Given exercise: Reproduce the text on Rosh Hashanah and tzimmes below word for word, from its first sentence to its last.

Source text:
▬▬▬▬▬▬▬▬▬▬

Oh my gosh! Wrapping things up at work is keeping me so busy. Everyone wants to get in those last minute requests before the transitions fully take place and before I walk out of these halls, making that final walk against the wind tunnel never to return again…. Okay overly dramatic. I’m going to be down the street and half the people I work with have my personal number. It’s not like I’m never going to be around those buildings again and hopefully I’ll still see a lot of these folks in the evenings on occasion. In the meantime there’s a lot to get through and I find myself just needing a chance to “tzimmes down now” especially as this is supposed to be a time of the year for me to reflect and work on changing those pesky flaws of character of mine.

Rosh Hashanah is almost over, for those of you who didn’t know it’s a two-day new year celebration of the Jewish religion. Most reform Jews really only actively observe the first day but it ends at sundown tonight. As such I decided that I would bring you not one but two recipes celebrating this year. No one at home was up for a big brisket and shebang this year, but in the spirit of needing to simma down and get myself steadied this weekend, I’m bringing you this recipe I’ve developed for a delicious tzimmes.

What is Tzimmes? Good question. Tzimmes is a traditional Jewish dish for the new year of sweetened, stewed carrots with honey. The honey again symbolizes the wish for a sweet new year and good blessings. The carrots are usually cut into round circles to mimic the look of gold coins. Hold the Jew Gold jokes please, the coin imagery is about wishing a prosperous year ahead but that doesn’t have to translate entirely literally. Of course a little extra cash wouldn’t hurt right?

▬▬▬▬▬▬▬▬▬▬

Entries provided:

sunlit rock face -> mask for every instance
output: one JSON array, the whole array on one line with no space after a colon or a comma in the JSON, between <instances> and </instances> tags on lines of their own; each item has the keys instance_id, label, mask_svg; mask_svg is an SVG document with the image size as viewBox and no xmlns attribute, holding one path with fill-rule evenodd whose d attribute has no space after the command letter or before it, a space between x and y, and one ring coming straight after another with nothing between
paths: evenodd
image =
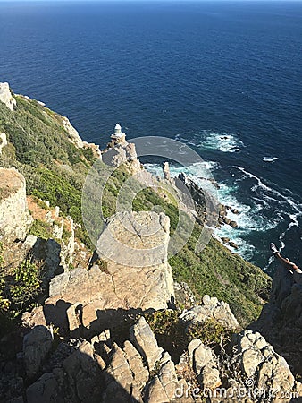
<instances>
[{"instance_id":1,"label":"sunlit rock face","mask_svg":"<svg viewBox=\"0 0 302 403\"><path fill-rule=\"evenodd\" d=\"M24 240L31 223L24 176L14 168L0 168L0 241Z\"/></svg>"}]
</instances>

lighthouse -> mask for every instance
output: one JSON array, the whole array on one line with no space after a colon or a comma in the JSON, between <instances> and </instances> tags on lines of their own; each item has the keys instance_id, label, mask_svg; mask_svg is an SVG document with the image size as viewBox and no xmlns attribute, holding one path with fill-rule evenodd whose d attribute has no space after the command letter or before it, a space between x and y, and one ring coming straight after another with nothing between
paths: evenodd
<instances>
[{"instance_id":1,"label":"lighthouse","mask_svg":"<svg viewBox=\"0 0 302 403\"><path fill-rule=\"evenodd\" d=\"M113 146L126 141L126 134L122 133L121 124L115 124L114 133L111 135L111 139Z\"/></svg>"}]
</instances>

▬▬▬▬▬▬▬▬▬▬

Solved problem:
Oh my gosh! Wrapping things up at work is keeping me so busy. Everyone wants to get in those last minute requests before the transitions fully take place and before I walk out of these halls, making that final walk against the wind tunnel never to return again…. Okay overly dramatic. I’m going to be down the street and half the people I work with have my personal number. It’s not like I’m never going to be around those buildings again and hopefully I’ll still see a lot of these folks in the evenings on occasion. In the meantime there’s a lot to get through and I find myself just needing a chance to “tzimmes down now” especially as this is supposed to be a time of the year for me to reflect and work on changing those pesky flaws of character of mine.

Rosh Hashanah is almost over, for those of you who didn’t know it’s a two-day new year celebration of the Jewish religion. Most reform Jews really only actively observe the first day but it ends at sundown tonight. As such I decided that I would bring you not one but two recipes celebrating this year. No one at home was up for a big brisket and shebang this year, but in the spirit of needing to simma down and get myself steadied this weekend, I’m bringing you this recipe I’ve developed for a delicious tzimmes.

What is Tzimmes? Good question. Tzimmes is a traditional Jewish dish for the new year of sweetened, stewed carrots with honey. The honey again symbolizes the wish for a sweet new year and good blessings. The carrots are usually cut into round circles to mimic the look of gold coins. Hold the Jew Gold jokes please, the coin imagery is about wishing a prosperous year ahead but that doesn’t have to translate entirely literally. Of course a little extra cash wouldn’t hurt right?